=== Task requirements ===
Continue the news release on the Saskatchewan MS panel's recommendations from the point where it stops.

=== Passage to read ===
··········

February 04, 2016

MS Panel Submits Recommendations to Government of Saskatchewan

Today, Health Minister Dustin Duncan received the recommendations of the 11 person Multiple Sclerosis Advisory Panel of Saskatchewan.  The panel’s report suggests options for improving treatment and support for people with MS and their caregivers, while expanding Saskatchewan’s capacity for MS research and education.

“I want to thank the panel members for committing their valuable time, experience, and expertise to produce this report,” Duncan said.  “These recommendations will guide our efforts in the coming years to improve the care and support for people affected by MS, and to advance MS research in Saskatchewan.”

The report outlines nine recommendations, including:

  • the establishment of an advisory council on degenerative neurological diseases;
  • the creation of a registry of Saskatchewan people diagnosed with MS;
  • a series of improvements – such as the recruitment of clinicians – to strengthen Saskatchewan’s ability to focus on MS care, training and research; and
  • ongoing funding for a multidisciplinary care team, a research leader and research support services.

··········

(Dataset entries)
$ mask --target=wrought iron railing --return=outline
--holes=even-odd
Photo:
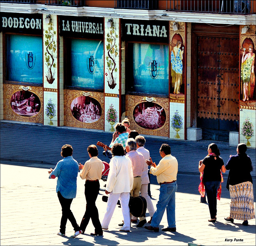
[[[255,0],[117,0],[95,1],[97,2],[94,5],[94,1],[85,0],[10,0],[0,2],[17,3],[45,4],[47,5],[66,6],[73,7],[89,6],[100,7],[98,3],[104,2],[105,7],[116,8],[161,10],[168,11],[182,12],[198,12],[203,13],[223,13],[230,14],[248,14],[256,13],[256,1]],[[106,4],[107,6],[106,6]]]
[[[166,1],[166,10],[170,11],[255,14],[255,1],[170,0]]]
[[[158,1],[115,1],[115,8],[132,8],[143,10],[157,10]]]

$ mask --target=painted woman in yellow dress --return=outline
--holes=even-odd
[[[174,87],[174,94],[180,94],[180,85],[182,82],[182,59],[184,50],[181,51],[181,41],[178,40],[176,46],[173,48],[171,54],[172,63],[172,83]]]
[[[245,54],[245,48],[244,48],[241,65],[241,89],[242,90],[243,101],[249,101],[250,97],[250,85],[255,83],[254,75],[254,60],[255,54],[252,53],[253,47],[249,46],[249,53]],[[254,88],[254,86],[253,87]],[[241,93],[242,91],[241,91]],[[253,91],[252,91],[252,93]]]

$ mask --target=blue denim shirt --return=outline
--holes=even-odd
[[[58,177],[56,192],[60,191],[66,199],[75,198],[76,195],[76,178],[80,172],[77,161],[72,156],[64,157],[60,161],[49,177]]]

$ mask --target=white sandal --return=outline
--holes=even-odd
[[[77,232],[75,232],[75,233],[72,235],[70,236],[70,238],[75,238],[77,236],[79,235],[79,234],[81,234],[82,233],[81,230],[77,231]]]

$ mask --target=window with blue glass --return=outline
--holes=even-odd
[[[42,37],[6,35],[6,80],[42,84]]]
[[[131,58],[129,56],[128,58],[128,64],[132,66],[126,67],[130,81],[128,83],[128,91],[168,95],[168,45],[130,43],[128,47],[128,53],[132,54]],[[129,71],[130,69],[132,72]]]
[[[101,40],[67,40],[66,85],[75,87],[103,89],[104,47]],[[68,51],[69,50],[69,51]],[[68,54],[69,53],[69,55]],[[69,69],[70,68],[70,69]]]

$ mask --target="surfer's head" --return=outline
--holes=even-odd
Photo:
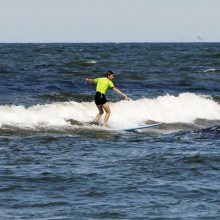
[[[108,79],[110,80],[113,80],[114,78],[114,73],[112,71],[108,71],[106,74],[105,74],[105,77],[107,77]]]

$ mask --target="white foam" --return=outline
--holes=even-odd
[[[196,119],[220,120],[220,105],[210,97],[193,93],[165,95],[110,103],[109,125],[126,128],[144,124],[147,120],[164,123],[193,123]],[[90,122],[97,114],[93,102],[58,102],[25,106],[0,106],[0,126],[65,127],[66,119]]]

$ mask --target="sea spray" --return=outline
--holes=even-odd
[[[109,126],[128,128],[147,121],[164,123],[193,123],[196,119],[220,120],[220,104],[210,97],[194,93],[165,95],[110,103]],[[93,102],[57,102],[45,105],[0,106],[0,126],[65,127],[68,119],[91,122],[98,109]],[[104,117],[102,117],[103,120]]]

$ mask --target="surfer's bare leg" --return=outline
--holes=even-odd
[[[102,105],[96,105],[98,110],[99,110],[99,113],[98,115],[96,115],[95,117],[95,120],[94,120],[94,123],[97,124],[99,119],[101,118],[101,116],[103,115],[104,111],[103,111],[103,108],[102,108]]]
[[[105,103],[103,106],[102,106],[106,112],[105,114],[105,118],[104,118],[104,124],[102,125],[103,127],[106,127],[107,125],[107,122],[108,122],[108,119],[110,117],[110,114],[111,114],[111,110],[110,110],[110,107],[109,107],[109,104],[108,103]]]

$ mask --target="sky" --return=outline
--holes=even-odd
[[[0,42],[220,42],[220,0],[0,0]]]

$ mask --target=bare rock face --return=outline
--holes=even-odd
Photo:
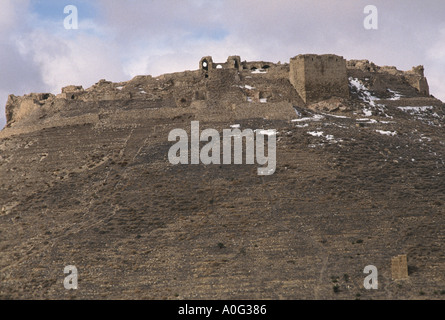
[[[54,95],[50,93],[31,93],[23,97],[9,95],[5,109],[7,126],[29,117],[51,98]]]
[[[445,108],[427,89],[421,66],[231,56],[11,95],[0,299],[441,299]],[[192,121],[275,129],[274,174],[171,164]]]

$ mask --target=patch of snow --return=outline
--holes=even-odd
[[[376,106],[375,101],[380,100],[379,98],[373,96],[371,94],[371,92],[369,91],[369,89],[363,83],[361,83],[360,80],[357,78],[350,77],[349,78],[349,86],[352,89],[355,89],[359,98],[362,101],[368,103],[369,105],[371,105],[373,107]]]
[[[356,121],[365,122],[365,123],[368,123],[368,124],[378,123],[377,120],[369,119],[369,118],[357,119]]]
[[[328,117],[333,117],[333,118],[339,118],[339,119],[351,119],[347,116],[338,116],[336,114],[327,114],[327,113],[323,113],[323,115],[328,116]]]
[[[396,131],[383,131],[383,130],[376,130],[376,132],[378,132],[378,133],[380,133],[380,134],[383,134],[383,135],[385,135],[385,136],[395,136],[395,135],[397,135],[397,132]]]
[[[387,89],[389,93],[392,93],[392,98],[390,98],[389,100],[400,100],[400,98],[402,98],[403,96],[400,94],[400,92],[397,91],[393,91],[391,89]]]
[[[323,137],[323,131],[309,131],[308,134],[314,137]]]
[[[301,118],[301,119],[294,119],[294,120],[292,120],[292,122],[320,121],[321,119],[324,119],[324,116],[322,116],[320,114],[316,114],[311,118],[306,117],[306,118]]]
[[[419,113],[425,112],[427,110],[434,109],[433,106],[424,106],[424,107],[398,107],[398,109],[408,112],[408,113]]]
[[[255,130],[255,132],[257,132],[263,136],[276,136],[277,135],[277,130],[276,129],[269,129],[269,130]]]
[[[256,73],[256,74],[258,74],[258,73],[267,73],[267,71],[264,70],[264,69],[256,69],[256,70],[252,71],[251,73]]]
[[[372,111],[365,108],[365,109],[363,109],[363,114],[365,115],[365,117],[371,117]]]

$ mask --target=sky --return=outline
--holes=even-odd
[[[68,5],[77,29],[65,28]],[[367,5],[378,10],[377,29],[364,27]],[[195,70],[208,55],[424,65],[431,94],[445,101],[444,17],[438,0],[0,0],[0,128],[9,94]]]

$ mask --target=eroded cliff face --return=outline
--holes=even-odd
[[[416,88],[421,68],[347,61],[349,98],[305,104],[289,64],[202,62],[10,96],[0,298],[442,297],[445,113]],[[172,165],[169,133],[191,121],[276,129],[275,173]],[[403,254],[409,280],[396,282]],[[63,286],[68,265],[78,290]],[[363,288],[368,265],[379,290]]]

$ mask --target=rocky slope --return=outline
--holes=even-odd
[[[11,96],[0,298],[443,299],[444,104],[367,61],[350,99],[312,105],[288,64],[244,67]],[[276,129],[276,172],[170,164],[169,132],[196,120]]]

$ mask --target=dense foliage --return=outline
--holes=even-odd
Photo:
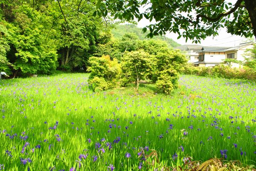
[[[95,91],[102,91],[116,86],[121,72],[121,67],[117,60],[110,59],[109,55],[102,57],[91,57],[89,59],[90,66],[87,71],[91,72],[88,83]]]
[[[198,67],[187,65],[184,66],[182,72],[186,74],[205,77],[256,80],[256,70],[246,66],[238,68],[223,65],[214,68]]]
[[[178,73],[182,66],[187,62],[183,54],[178,50],[169,48],[166,42],[153,40],[140,40],[133,33],[125,34],[119,41],[112,39],[105,45],[99,45],[97,48],[96,54],[98,55],[109,55],[111,59],[116,58],[120,62],[122,72],[119,85],[125,86],[128,83],[134,82],[137,90],[140,81],[147,80],[156,83],[160,90],[169,94],[177,87]],[[93,66],[91,58],[95,60],[96,58],[90,58],[89,64]],[[92,73],[92,77],[96,75],[94,73],[105,73],[105,71],[99,69],[104,67],[103,64],[97,66],[99,69]],[[96,83],[90,79],[89,82],[99,87],[99,90],[110,88],[105,86],[104,88],[99,88],[102,86],[97,83],[100,82],[99,78],[96,79]],[[105,82],[102,83],[106,84]]]
[[[145,79],[150,71],[151,59],[149,54],[141,50],[132,51],[125,53],[122,60],[122,86],[135,81],[138,89],[140,80]]]
[[[103,19],[92,16],[93,3],[81,2],[74,10],[79,2],[0,1],[1,71],[15,77],[58,67],[84,70],[97,45],[111,35]]]

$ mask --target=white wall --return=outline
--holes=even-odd
[[[209,54],[207,52],[205,52],[204,54],[204,61],[205,62],[222,62],[224,60],[225,55],[224,54]]]

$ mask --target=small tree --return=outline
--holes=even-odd
[[[169,94],[178,87],[179,72],[187,60],[185,55],[178,50],[162,48],[154,57],[152,69],[152,80],[157,87]]]
[[[88,82],[92,85],[93,91],[106,90],[113,87],[121,72],[120,65],[117,60],[110,59],[108,55],[89,58],[90,66],[87,70],[91,71]]]
[[[143,50],[126,52],[123,56],[122,68],[124,85],[135,80],[136,89],[139,88],[139,81],[145,77],[150,68],[150,55]],[[124,81],[125,80],[125,81]]]

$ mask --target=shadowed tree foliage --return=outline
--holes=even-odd
[[[226,27],[233,34],[256,37],[256,1],[236,0],[233,3],[223,0],[99,0],[94,14],[114,19],[138,20],[143,17],[156,23],[143,28],[149,30],[148,37],[166,31],[200,42],[207,36],[218,34],[218,30]],[[145,11],[139,10],[144,6]],[[142,11],[142,12],[141,12]]]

··········

=== Answer for the task ===
“Our government plans to move forward on the advisory council and MS patient registry recommendations as quickly as possible,” Duncan said.  “The establishment of an advisory council will generate discussion and explore options for action on degenerative neurological diseases, while the creation of an MS patient registry will be a critical tool for facilitating MS research, and to monitor and improve patient care.”

The MS Panel was appointed by the Government of Saskatchewan in 2014 in order to provide recommendations on how to improve care and quality of life for MS patients in Saskatchewan.

“I would like to thank the patients and everyone who shared their ideas with the panel,” panel member and Saskatoon MS Clinic Director Dr Katherine Knox said.  “This enabled us to develop the nine recommendations.  I am encouraged by the government’s plan to move forward with the advisory council and MS patient registry as recommended. While it will take some time to get there, the recruitment of the clinical team that is needed in order to put the supports in place to help MS patients is critical.”

MS is a degenerative neurological disease that impairs or destroys the function of nerve cells in the brain and spinal cord.  About 3,700 Saskatchewan people are affected.

The full report is posted on www.saskatchewan.ca/residents/health/diseases-and-conditions/multiple-sclerosis.